### DIRECTIONS FOR THIS TASK
From the data underneath, reproduce exactly the stretch that begins at the line with "<point>531,714</point>" and ends after the line with "<point>24,24</point>".

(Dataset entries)
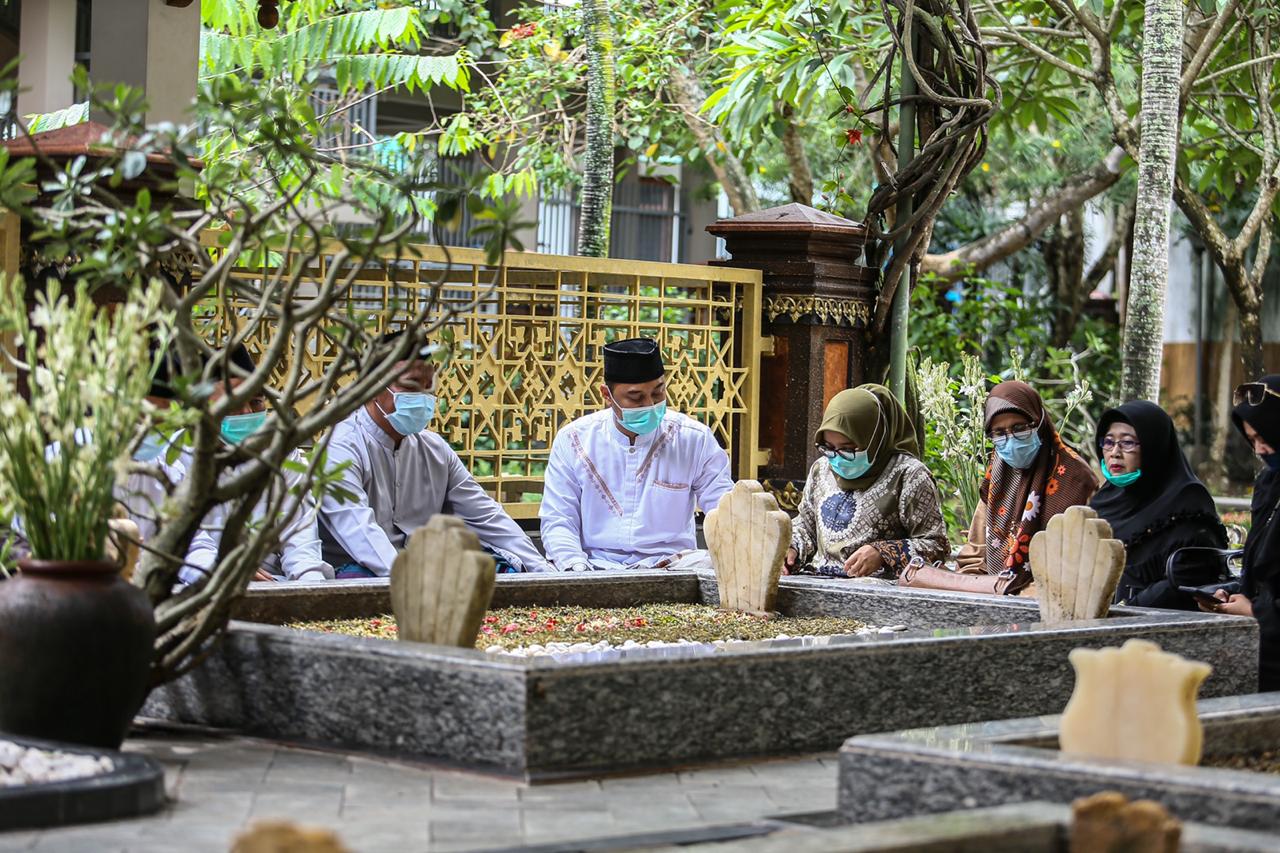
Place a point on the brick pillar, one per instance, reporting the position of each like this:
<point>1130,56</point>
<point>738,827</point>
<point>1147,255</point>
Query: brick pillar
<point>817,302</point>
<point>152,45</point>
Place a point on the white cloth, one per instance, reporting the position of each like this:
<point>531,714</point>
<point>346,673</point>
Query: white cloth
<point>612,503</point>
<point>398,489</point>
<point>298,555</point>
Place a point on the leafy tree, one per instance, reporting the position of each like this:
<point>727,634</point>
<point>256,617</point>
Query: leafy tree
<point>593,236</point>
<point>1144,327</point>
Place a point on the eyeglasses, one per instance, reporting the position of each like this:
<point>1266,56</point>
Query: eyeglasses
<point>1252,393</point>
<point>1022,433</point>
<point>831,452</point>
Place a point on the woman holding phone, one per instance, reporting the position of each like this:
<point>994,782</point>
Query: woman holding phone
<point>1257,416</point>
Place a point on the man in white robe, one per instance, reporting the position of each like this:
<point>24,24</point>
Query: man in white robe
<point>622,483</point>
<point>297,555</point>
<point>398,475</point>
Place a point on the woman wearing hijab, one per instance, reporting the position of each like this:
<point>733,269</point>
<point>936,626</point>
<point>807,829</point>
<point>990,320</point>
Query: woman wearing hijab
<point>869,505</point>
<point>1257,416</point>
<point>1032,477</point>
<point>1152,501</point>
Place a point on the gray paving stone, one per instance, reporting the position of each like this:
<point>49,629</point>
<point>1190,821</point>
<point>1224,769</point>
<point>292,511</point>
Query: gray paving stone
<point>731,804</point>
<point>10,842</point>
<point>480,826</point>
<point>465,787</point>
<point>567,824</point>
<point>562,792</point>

### ANSWER SECTION
<point>531,714</point>
<point>346,673</point>
Query: white cloth
<point>612,503</point>
<point>398,489</point>
<point>298,555</point>
Place a point on the leafy tree, one per instance, reporting the position of each like this:
<point>727,634</point>
<point>256,617</point>
Query: leafy tree
<point>593,236</point>
<point>1144,327</point>
Place a point on the eyeglasses, one per instance, reporting the position of each like this:
<point>1266,56</point>
Query: eyeglasses
<point>1252,393</point>
<point>1022,433</point>
<point>831,452</point>
Place a point on the woman holding phone, one per instance, reporting the position of each like this:
<point>994,782</point>
Query: woman holding phone
<point>1257,416</point>
Place a point on the man in white robe, one per instance, reporting the position of each like this:
<point>24,24</point>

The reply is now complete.